━━━━━ Information supplied
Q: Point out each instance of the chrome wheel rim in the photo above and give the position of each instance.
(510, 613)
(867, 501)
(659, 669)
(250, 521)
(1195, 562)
━━━━━━━━━━
### [Short problem]
Rewrite the material with every occurrence of "chrome wheel rim" changed to "polished hubcap", keeping everything else the same.

### [Solved problem]
Q: Point out each instance of the polished hubcap in the photo above and give the position of each instance.
(510, 613)
(867, 501)
(659, 669)
(250, 521)
(1195, 562)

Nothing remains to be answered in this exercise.